WHAT YOU NEED TO DO:
a) Which newspapers does the article below on Chinese schools in Malaysia name? List every one.
b) Write the next part of the article below on Chinese schools in Malaysia, picking up right after its last sentence.

=== QUOTED TEXT ===

Chinese schools in Malaysia

Harold F. Schiffman haroldfs at
Fri Mar 18 14:33:56 UTC 2005

The Chinese schools sandiwara re-run
Wong Bak Man
Mar 17, 05 3:17pm

It seems to me that the latest controversy on MCAs public proposal to
build more Chinese- language primary schools and the noisy rejection of it
by Umno is but just another coordinated strategy between the two parties -
assisted by the Umno-owned Utusan Malaysia as well as the MCA-owned
Nanyang Siang Pau and China Press.

The issue itself is not new. Before every general or by-election since
1955, the Barisan Nasional (formerly the Alliance) has publicly promised
Chinese voters that if they are returned to power, more Chinese - and for
that matter, more Tamil - primary schools would be built. Two questions
arise from this understanding.

First, if building more Chinese and Tamil schools have been an electoral
promise of BN, why does the MCA find it necessary to go to the media to
publicly demand for the fulfilment of this electoral promise?

Cant MCA just work quietly behind the scenes to implement the electoral
promise? If Umno truly believes Chinese primary schools are bad for
national unity or national integration, then why did it promise to build
more such schools before every general election?

It seems to me that MCA has decided to play to the gallery to serve its
own selfish agenda. The first is, of course, to show to the Chinese
Malaysian community that it is a more daring and heroic in championing
Chinese education than Gerakan - its fellow component party in BN - or the
opposition DAP or the Chinese leadership of Keadilan.

The second reason has to do with the forthcoming MCA party elections.
Being perceived as feeble in policy-making, incumbent president Ong Ka
Ting has to re-package himself and his Team A faction to be more vocal and
sincere than potential challengers like Chua Jui Meng, Ong Tee Keat, Chan
Kong Choy and those in Team B.

=== PROVIDED MATERIAL ===

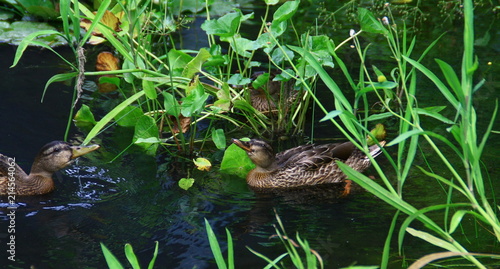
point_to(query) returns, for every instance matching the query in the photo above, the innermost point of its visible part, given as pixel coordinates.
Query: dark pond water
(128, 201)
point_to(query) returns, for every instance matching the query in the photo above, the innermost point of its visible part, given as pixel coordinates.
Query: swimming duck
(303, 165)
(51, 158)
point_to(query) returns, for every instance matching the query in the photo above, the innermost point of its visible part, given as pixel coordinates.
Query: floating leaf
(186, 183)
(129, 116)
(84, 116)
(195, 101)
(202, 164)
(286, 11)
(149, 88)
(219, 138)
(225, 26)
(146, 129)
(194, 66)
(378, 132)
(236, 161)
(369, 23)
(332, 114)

===
=== PROVIDED MATERIAL ===

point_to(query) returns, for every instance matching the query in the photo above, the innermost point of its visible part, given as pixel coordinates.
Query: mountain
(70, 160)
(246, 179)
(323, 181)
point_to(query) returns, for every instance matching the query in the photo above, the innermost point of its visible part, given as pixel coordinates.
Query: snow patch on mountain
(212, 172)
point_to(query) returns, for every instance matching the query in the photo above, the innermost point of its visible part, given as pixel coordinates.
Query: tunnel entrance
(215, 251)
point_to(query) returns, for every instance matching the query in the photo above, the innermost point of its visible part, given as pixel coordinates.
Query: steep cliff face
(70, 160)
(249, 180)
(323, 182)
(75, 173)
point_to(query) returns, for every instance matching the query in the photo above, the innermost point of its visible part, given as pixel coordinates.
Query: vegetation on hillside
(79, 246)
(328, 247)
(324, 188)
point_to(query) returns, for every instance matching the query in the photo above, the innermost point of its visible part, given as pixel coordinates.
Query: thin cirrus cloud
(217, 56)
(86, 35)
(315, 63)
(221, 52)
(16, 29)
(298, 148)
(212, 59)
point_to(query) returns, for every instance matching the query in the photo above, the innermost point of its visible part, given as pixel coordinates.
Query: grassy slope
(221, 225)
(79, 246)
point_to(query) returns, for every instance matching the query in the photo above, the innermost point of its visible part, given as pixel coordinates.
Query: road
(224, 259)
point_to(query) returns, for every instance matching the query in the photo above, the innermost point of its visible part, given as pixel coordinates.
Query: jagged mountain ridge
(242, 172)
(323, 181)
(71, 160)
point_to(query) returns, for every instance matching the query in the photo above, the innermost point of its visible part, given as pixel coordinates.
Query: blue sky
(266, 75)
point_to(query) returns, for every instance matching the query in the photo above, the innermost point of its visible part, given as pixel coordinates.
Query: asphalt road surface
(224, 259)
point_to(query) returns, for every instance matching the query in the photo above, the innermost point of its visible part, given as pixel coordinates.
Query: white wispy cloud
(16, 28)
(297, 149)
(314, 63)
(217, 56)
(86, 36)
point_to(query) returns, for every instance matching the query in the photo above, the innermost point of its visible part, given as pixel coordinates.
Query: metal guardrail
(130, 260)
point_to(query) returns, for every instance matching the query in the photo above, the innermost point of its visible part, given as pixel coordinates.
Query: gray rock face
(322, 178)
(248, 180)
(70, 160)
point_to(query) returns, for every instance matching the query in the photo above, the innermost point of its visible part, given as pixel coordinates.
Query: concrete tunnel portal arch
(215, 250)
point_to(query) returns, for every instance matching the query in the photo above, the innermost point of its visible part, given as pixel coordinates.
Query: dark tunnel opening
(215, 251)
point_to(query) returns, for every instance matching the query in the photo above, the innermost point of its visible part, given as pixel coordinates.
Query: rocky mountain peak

===
=== PROVIDED MATERIAL ===

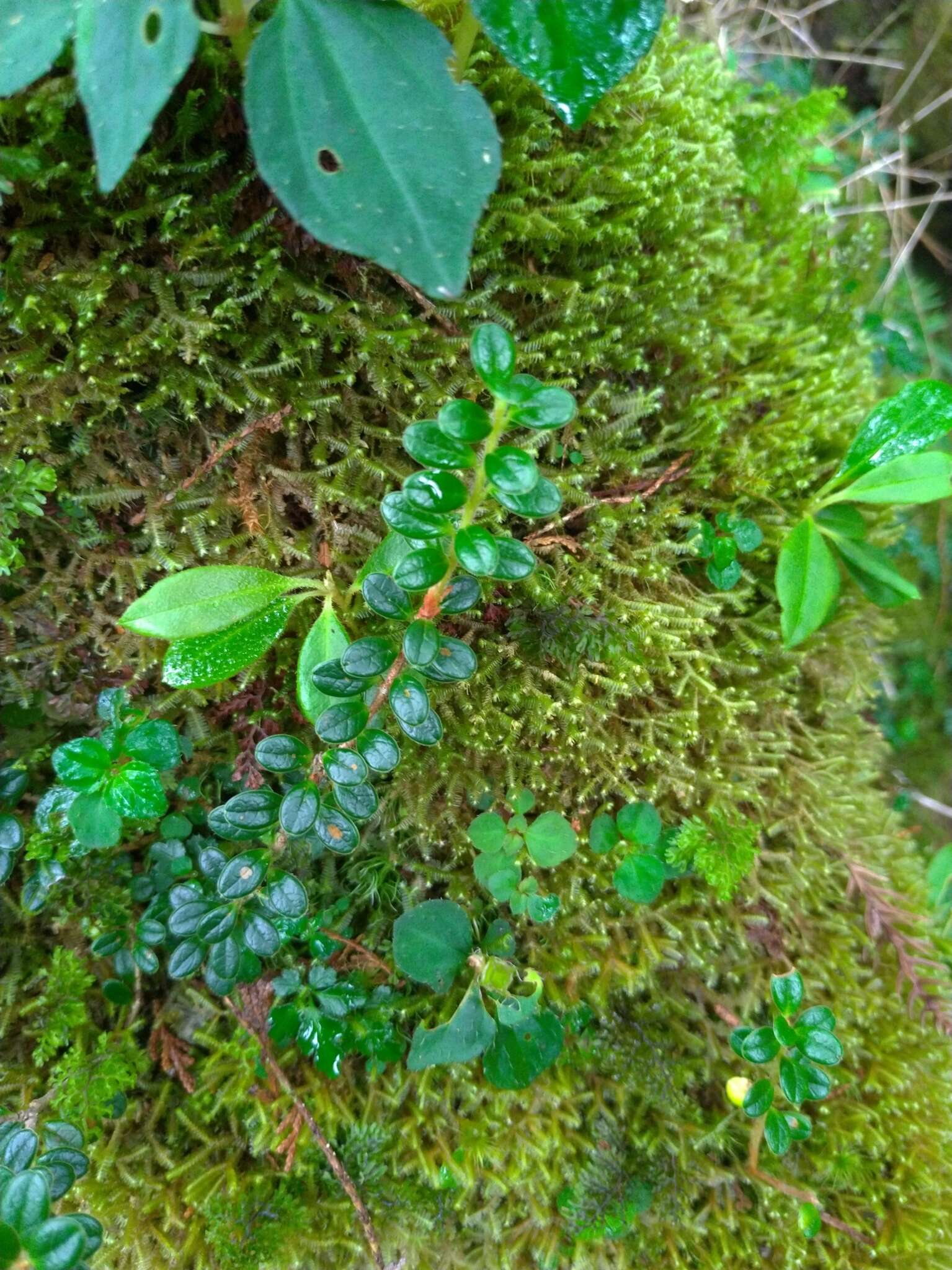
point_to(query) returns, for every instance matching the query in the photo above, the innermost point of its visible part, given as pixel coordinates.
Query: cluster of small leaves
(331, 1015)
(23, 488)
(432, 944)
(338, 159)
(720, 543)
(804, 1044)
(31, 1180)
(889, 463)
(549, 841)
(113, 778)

===

FINAL ANSWERS:
a) Utusan Malaysia, Nanyang Siang Pau, China Press

b)
These partisan and self-interested considerations coincide with the
political aspirations of younger Umno leaders such as Hishammuddin Hussein
and Khairy Jamaluddin et al in portraying themselves to be defenders of
the national language policy, Malay dignity and what not.

Umno-owned Utusan Malaysia also finds it convenient to exploit this
sandiwara to attempt to boost its credibility and legitimacy as a platform
for Umnos Malay ethno-nationalism.

This sort of sandiwara, however, is not novel.

In the past, Umnos radicals were playacted by the younger Najib Razak who
has now become a moderate voice because he has almost reached the top.
After Hishammuddin or Khairy have achieved power in the future, they will
also re-package themselves as moderates, leaving the role of radicals to
another younger generation of aspiring Umno Youth members and leaders.

On the MCA side, once party elections are over, the winners will call Umno
leaders abang once again. Come another general election, BN will again
promise to build more Chinese primary schools. The sandiwara goes on and
on ad infinitum.

In other words, the essential script of this on-and-off again sandiwara is
that the Chinese school issue is merely a tool for ambitious or desperate
politicians in Umno and MCA, as well as for the media they own to project
their images as single-race champions.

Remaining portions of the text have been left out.